**SOURCE PASSAGE**
From there, Gregory Thurson appeared to be identified by deductive reasoning, when the other two brothers were excluded as DNA contributors. It is unclear if Gregory’s DNA has been tested.
E.G. Jr.’s mother told investigators in October 2022 he was in a South Holland, Illinois, nursing home. He died in early December 2022. When a hair sample was sent to an Indiana State Police lab, the results excluded him.
By February 2023, the lab came back and said they narrowed the DNA hit to the biological son of a specific couple — i.e. either Theodore or Gregory Thurson.
Burnham, Illinois, police pulled Theodore over in May 2023. The cop collected a cigarette butt he tossed. When the lab ran his DNA, he was excluded, too, against the DNA from the blood drop.

**REQUIREMENT**
In the passage about the Thurson DNA investigation, what did a Burnham, Illinois, police officer collect from Theodore after pulling him over in May 2023?

**PROVIDED INFORMATION**

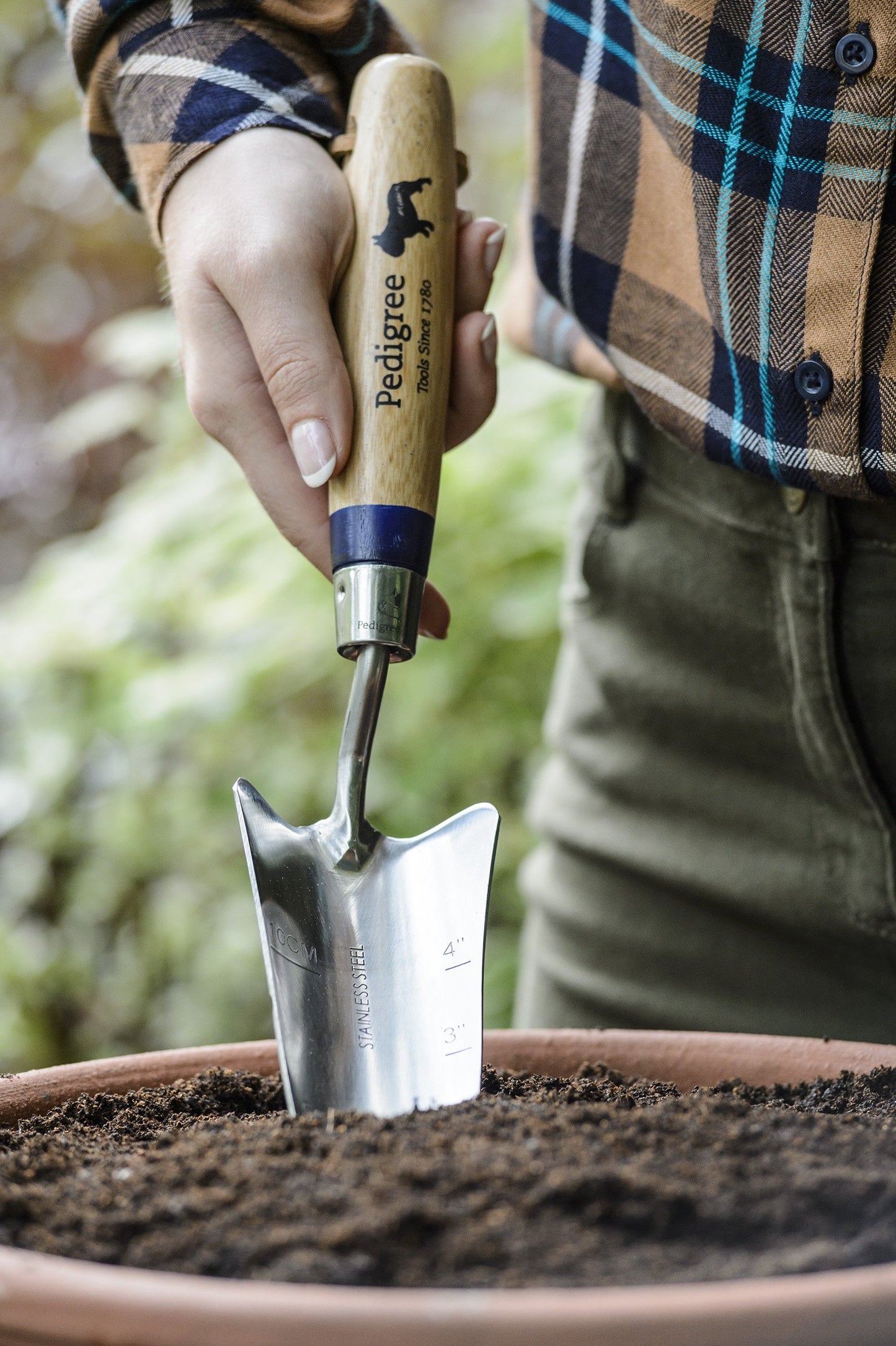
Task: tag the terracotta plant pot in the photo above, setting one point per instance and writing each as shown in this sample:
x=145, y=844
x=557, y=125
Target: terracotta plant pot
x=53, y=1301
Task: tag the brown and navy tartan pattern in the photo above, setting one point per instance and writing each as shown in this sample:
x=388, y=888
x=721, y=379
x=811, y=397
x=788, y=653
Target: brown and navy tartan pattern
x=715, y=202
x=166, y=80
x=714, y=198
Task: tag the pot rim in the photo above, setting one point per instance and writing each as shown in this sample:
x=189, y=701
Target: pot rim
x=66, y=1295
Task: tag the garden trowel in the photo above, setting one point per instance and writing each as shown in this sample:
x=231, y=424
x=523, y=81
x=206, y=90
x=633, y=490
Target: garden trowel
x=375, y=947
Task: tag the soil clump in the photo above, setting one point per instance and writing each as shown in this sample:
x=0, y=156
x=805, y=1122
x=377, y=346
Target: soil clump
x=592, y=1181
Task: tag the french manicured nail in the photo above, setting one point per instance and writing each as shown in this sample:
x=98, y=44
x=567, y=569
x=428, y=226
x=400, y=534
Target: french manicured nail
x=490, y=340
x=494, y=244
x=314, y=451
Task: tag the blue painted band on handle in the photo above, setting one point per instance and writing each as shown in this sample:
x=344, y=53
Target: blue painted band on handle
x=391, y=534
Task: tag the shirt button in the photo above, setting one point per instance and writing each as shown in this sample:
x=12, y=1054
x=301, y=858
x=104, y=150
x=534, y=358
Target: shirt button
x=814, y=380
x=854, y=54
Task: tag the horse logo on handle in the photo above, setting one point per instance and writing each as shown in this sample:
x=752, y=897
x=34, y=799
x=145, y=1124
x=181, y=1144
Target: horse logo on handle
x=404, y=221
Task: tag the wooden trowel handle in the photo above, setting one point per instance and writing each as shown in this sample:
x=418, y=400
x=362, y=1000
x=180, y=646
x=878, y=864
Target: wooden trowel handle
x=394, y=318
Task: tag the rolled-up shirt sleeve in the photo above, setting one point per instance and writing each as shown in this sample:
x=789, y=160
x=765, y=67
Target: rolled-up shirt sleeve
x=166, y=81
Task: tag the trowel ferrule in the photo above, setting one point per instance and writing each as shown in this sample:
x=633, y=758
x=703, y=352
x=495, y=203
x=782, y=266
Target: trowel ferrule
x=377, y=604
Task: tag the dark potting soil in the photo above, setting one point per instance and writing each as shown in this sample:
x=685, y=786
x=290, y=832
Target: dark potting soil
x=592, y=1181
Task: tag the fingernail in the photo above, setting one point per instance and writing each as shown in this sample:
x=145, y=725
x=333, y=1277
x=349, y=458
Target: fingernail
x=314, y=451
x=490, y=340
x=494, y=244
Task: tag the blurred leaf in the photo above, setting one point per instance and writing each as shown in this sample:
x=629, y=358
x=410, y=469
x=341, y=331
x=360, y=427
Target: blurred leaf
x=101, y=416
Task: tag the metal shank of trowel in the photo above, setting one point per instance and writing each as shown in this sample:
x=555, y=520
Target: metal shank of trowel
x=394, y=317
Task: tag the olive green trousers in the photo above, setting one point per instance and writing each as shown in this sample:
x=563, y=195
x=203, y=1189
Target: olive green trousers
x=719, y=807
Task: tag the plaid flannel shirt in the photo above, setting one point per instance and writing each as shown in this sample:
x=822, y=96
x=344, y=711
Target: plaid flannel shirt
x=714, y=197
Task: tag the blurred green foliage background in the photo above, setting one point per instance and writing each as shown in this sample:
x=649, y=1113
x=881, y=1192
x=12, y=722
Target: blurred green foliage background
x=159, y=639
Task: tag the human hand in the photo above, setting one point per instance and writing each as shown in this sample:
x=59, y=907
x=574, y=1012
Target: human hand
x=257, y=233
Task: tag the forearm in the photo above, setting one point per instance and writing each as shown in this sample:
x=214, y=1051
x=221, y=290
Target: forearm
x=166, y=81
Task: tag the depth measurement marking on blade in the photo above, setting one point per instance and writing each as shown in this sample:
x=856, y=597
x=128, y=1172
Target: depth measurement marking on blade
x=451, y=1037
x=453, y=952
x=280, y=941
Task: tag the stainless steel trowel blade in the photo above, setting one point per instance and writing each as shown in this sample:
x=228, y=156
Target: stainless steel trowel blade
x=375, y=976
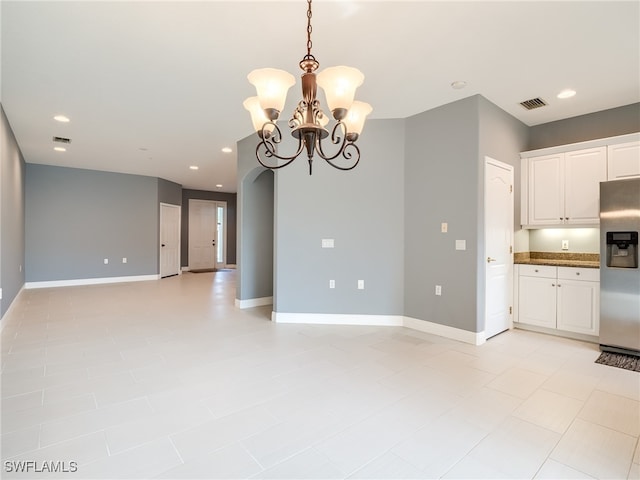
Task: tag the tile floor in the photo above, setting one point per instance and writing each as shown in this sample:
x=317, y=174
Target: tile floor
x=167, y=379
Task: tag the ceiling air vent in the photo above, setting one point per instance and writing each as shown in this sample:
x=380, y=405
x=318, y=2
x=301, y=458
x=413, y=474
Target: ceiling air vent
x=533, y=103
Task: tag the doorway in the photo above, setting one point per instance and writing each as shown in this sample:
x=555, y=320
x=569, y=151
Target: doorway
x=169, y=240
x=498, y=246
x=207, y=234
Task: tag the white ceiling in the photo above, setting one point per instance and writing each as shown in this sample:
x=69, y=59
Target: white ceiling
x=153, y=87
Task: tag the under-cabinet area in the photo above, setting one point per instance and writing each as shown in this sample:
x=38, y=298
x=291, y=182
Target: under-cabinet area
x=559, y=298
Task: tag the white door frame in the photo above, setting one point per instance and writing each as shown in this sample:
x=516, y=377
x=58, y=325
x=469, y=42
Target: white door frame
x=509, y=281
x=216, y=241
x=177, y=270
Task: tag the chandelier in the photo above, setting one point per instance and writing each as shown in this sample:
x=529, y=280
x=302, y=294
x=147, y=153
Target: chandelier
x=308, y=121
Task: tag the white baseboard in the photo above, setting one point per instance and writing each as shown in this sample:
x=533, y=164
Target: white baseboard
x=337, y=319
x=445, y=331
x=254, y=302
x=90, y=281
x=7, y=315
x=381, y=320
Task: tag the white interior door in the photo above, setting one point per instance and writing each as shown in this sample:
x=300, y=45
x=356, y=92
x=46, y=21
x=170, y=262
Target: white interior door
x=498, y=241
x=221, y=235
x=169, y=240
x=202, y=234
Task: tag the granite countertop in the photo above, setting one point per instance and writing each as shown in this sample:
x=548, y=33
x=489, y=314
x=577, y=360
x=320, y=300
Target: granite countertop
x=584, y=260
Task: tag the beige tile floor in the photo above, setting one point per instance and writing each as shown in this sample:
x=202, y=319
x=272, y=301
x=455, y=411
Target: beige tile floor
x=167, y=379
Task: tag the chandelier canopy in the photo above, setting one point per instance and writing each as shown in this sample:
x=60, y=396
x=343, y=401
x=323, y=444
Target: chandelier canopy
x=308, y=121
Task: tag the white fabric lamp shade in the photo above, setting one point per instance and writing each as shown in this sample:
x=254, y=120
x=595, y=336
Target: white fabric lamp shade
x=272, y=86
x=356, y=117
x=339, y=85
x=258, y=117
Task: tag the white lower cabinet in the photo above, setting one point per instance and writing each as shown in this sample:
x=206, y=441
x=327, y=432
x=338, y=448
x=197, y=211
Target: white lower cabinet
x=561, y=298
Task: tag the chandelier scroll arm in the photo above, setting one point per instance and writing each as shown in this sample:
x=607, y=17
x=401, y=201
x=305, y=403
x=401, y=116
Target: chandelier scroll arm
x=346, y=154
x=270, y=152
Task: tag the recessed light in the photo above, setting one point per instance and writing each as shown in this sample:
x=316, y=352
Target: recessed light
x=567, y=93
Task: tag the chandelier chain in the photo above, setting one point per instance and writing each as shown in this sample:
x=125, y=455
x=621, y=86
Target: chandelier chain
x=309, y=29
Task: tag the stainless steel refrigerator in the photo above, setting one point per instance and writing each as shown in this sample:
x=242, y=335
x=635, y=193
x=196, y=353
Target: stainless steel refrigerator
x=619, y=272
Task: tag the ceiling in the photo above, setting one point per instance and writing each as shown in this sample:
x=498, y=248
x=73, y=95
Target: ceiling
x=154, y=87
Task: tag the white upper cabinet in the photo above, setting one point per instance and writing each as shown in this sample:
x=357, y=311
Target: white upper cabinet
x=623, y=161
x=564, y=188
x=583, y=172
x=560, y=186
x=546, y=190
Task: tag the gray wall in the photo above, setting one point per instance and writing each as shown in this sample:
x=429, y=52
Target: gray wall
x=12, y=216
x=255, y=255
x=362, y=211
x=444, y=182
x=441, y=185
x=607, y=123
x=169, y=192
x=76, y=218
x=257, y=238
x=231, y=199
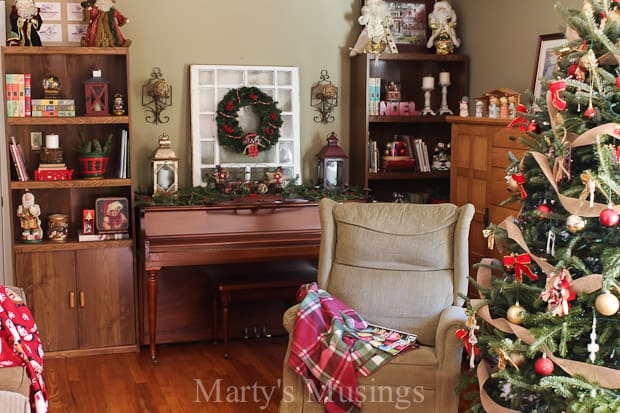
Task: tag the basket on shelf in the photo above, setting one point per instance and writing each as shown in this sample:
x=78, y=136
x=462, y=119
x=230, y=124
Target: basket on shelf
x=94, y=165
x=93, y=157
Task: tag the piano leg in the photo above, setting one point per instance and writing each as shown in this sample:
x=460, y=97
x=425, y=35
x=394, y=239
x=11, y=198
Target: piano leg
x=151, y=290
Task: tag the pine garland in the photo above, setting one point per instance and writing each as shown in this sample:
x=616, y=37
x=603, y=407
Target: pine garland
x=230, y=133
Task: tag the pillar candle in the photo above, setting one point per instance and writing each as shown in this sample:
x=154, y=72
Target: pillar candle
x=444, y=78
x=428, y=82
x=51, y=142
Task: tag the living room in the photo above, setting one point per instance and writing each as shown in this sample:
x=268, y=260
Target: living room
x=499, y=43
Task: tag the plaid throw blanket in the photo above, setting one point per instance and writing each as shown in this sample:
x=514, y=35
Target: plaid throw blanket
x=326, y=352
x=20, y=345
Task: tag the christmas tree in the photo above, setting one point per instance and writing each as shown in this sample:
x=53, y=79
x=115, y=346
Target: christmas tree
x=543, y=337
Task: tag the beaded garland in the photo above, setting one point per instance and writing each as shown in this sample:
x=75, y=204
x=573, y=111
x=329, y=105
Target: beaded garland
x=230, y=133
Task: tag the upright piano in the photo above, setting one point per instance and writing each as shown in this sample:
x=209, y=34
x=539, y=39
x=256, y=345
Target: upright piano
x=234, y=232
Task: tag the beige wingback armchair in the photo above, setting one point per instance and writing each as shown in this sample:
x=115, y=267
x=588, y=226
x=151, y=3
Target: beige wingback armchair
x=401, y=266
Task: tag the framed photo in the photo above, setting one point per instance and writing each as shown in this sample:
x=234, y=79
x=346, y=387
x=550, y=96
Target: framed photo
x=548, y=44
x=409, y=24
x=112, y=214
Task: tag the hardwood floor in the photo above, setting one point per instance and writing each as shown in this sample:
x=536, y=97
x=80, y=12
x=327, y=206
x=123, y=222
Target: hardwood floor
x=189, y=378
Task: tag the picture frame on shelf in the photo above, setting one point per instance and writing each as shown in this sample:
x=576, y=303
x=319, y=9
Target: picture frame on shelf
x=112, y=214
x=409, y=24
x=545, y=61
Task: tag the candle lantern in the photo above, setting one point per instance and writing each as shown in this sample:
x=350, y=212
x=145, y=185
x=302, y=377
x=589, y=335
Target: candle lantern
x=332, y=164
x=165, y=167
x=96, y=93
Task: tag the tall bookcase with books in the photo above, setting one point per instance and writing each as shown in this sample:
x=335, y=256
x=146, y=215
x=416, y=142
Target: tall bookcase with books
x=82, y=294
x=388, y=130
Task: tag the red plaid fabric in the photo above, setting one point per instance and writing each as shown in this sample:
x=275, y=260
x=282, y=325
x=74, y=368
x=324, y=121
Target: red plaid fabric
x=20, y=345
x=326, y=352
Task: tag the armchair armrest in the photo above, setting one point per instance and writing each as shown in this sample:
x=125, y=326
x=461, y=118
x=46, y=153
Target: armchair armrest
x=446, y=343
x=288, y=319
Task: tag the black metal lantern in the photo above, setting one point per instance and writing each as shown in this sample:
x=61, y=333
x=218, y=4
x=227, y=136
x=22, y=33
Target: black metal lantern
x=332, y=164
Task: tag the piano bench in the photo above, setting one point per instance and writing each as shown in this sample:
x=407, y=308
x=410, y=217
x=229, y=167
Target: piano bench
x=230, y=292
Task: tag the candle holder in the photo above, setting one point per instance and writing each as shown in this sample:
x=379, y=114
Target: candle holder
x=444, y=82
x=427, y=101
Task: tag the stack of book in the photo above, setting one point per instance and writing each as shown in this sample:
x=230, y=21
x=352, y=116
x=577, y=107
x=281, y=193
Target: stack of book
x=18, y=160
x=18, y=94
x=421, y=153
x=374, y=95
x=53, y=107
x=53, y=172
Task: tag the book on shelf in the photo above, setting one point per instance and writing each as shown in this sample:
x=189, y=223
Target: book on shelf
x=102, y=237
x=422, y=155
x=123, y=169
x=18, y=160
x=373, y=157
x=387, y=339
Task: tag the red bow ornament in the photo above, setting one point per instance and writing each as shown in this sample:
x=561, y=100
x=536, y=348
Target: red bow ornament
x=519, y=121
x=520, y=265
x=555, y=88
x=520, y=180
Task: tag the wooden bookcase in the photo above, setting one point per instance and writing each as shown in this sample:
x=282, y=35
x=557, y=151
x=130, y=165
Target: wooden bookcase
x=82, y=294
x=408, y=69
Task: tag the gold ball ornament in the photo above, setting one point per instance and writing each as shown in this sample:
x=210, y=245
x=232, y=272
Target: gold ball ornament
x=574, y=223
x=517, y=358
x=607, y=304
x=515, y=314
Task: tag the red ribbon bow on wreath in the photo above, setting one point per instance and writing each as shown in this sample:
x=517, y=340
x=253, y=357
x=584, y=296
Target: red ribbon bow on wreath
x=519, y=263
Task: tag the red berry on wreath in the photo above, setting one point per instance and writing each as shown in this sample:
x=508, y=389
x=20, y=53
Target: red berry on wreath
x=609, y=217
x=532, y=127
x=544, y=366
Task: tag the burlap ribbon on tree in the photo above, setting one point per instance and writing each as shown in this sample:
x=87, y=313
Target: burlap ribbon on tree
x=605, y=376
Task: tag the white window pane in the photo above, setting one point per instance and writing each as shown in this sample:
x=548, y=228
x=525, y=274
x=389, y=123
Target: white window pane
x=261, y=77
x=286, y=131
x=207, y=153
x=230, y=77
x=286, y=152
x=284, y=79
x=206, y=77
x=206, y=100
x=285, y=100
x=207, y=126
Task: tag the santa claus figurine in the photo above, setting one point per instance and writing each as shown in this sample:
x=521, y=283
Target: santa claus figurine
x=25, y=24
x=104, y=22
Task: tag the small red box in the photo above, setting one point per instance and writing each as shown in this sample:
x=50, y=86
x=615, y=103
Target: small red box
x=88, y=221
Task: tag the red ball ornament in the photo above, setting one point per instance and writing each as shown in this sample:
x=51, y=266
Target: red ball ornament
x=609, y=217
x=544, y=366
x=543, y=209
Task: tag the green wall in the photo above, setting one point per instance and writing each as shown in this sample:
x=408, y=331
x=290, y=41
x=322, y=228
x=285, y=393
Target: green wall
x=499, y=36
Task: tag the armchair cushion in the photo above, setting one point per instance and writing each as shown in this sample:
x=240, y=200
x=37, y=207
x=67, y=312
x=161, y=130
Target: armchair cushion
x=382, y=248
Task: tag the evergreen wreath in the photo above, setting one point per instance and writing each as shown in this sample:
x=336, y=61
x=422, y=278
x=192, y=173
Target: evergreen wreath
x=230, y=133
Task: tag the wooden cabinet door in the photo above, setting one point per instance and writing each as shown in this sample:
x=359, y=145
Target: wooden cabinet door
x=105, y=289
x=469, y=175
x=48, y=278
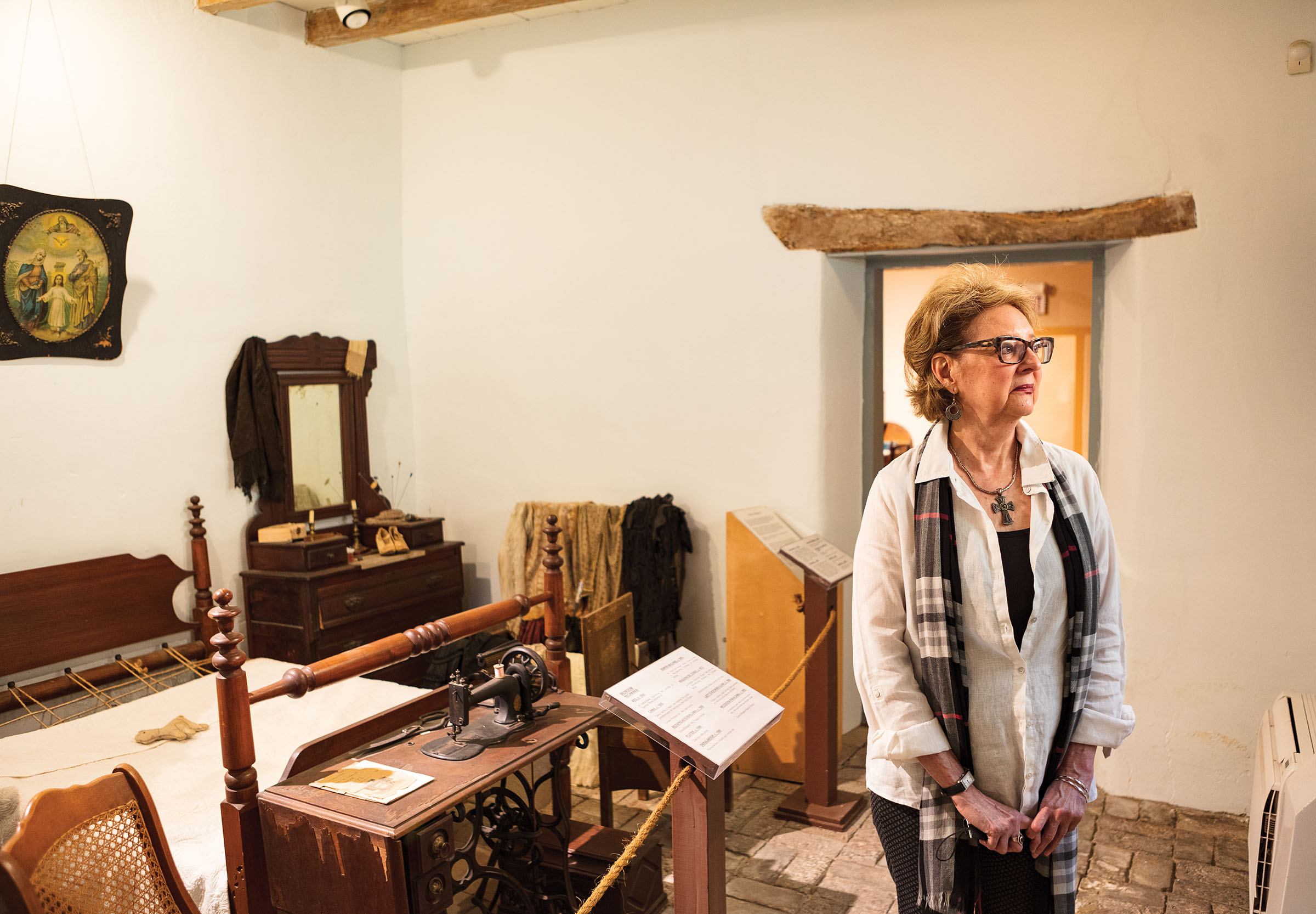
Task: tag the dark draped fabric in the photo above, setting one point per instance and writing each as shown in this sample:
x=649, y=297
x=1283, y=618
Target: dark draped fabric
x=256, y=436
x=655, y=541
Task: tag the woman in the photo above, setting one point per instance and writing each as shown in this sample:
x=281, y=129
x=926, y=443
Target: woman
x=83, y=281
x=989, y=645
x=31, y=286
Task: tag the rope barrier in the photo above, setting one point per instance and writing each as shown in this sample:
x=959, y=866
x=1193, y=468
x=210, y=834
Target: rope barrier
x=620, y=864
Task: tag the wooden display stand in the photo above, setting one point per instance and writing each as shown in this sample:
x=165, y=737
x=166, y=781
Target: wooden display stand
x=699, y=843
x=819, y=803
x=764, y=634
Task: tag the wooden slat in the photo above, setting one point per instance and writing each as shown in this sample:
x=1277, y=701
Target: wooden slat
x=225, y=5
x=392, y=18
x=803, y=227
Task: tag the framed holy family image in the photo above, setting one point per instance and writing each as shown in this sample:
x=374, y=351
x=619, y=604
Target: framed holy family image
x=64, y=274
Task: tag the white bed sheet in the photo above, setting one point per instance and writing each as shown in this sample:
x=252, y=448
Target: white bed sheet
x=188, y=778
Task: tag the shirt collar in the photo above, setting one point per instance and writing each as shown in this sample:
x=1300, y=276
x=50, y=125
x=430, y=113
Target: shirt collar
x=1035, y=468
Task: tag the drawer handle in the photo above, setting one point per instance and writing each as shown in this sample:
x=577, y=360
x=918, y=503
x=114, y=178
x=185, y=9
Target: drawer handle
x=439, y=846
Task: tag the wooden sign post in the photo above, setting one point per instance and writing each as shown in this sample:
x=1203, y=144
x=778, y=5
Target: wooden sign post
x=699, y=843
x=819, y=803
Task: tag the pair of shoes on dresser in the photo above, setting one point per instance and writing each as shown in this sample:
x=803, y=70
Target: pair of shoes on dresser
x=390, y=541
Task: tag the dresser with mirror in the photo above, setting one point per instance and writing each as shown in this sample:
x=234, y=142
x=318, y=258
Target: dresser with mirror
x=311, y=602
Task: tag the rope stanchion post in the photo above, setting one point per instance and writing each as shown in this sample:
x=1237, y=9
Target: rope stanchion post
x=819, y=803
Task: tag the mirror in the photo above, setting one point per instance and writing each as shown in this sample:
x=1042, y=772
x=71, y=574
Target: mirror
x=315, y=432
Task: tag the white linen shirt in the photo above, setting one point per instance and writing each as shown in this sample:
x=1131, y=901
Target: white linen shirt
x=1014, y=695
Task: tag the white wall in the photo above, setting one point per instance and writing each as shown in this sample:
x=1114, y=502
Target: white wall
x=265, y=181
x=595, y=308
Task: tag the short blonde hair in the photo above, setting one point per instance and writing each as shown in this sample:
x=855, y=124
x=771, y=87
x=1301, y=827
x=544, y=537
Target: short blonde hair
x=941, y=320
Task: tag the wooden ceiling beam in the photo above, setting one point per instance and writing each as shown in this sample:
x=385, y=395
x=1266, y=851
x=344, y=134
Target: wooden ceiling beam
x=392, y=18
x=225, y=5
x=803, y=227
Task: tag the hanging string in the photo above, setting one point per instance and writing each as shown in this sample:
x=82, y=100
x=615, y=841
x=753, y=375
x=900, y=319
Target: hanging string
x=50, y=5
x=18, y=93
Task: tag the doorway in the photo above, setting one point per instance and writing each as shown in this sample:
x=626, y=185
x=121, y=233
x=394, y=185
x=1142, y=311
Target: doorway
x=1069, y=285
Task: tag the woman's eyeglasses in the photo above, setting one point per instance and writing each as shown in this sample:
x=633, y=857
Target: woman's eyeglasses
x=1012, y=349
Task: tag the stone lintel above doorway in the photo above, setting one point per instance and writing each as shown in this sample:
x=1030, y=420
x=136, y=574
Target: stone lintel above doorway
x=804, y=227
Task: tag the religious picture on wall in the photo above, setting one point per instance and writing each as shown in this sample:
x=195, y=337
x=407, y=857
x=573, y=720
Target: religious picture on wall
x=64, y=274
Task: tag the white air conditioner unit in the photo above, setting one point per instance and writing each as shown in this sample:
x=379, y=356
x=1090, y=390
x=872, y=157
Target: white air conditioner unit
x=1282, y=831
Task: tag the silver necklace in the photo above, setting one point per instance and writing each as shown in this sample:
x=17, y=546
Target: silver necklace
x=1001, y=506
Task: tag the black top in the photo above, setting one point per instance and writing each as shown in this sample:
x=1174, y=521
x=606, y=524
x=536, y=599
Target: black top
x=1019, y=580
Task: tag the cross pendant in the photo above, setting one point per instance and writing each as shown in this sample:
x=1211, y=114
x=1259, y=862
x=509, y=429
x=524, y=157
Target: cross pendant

**TASK SOLUTION**
A cigarette butt that Theodore tossed.